# Extract to read:
══════════

# Ping Scottsdale Shea Putter!!!!!



## kelzzy (Jul 19, 2013)

So today I went to Dicks Sporting Goods to try out the Nike Method putter.. but my eye caught the sloping ping putter on the wall. I couldn't resist the slick black and awesome handle, so I gave it a try.

And DAMN was it smooth. By far the greatest putter I've ever, well, putted with. The roll is amazing, the feel is amazing, and the look is awesome!

Take a look:


----------



## kelzzy (Jul 19, 2013)

Just did a review on it: Bunker Review | All Things Golf: Review: PING Scottsdale TR Shea H putter

I really freaking love this putter. First time I've ever given a perfect rating to anything


----------



## 373 (Jun 9, 2006)

My Odyssey #9 Black looks the same. It's a design like Phil Mickelson uses and is similar to the flanged putter I've always had at least one of in the closet. Certain designs just work.

══════════

# Stored records:
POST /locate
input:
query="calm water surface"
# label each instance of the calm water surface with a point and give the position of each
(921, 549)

══════════

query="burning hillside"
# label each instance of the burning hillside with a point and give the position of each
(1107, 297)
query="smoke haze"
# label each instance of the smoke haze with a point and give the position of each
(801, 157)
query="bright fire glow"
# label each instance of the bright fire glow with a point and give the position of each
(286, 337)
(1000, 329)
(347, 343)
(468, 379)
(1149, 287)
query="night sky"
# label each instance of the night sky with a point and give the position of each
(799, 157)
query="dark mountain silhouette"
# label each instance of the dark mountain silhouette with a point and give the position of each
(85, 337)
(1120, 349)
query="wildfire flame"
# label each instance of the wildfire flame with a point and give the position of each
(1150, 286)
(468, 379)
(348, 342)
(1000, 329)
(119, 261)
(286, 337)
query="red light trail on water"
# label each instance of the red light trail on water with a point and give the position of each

══════════

# Work instructions:
1. In the putter thread, which putter had kelzzy gone to Dicks Sporting Goods to try out?
2. Reproduce verbatim the passage of the putter thread starting with "Just did a review" and going on through "designs just work.".

# The responses:
1. The Nike Method putter.

2.
Just did a review on it: Bunker Review | All Things Golf: Review: PING Scottsdale TR Shea H putter

I really freaking love this putter. First time I've ever given a perfect rating to anything


----------



## 373 (Jun 9, 2006)

My Odyssey #9 Black looks the same. It's a design like Phil Mickelson uses and is similar to the flanged putter I've always had at least one of in the closet. Certain designs just work.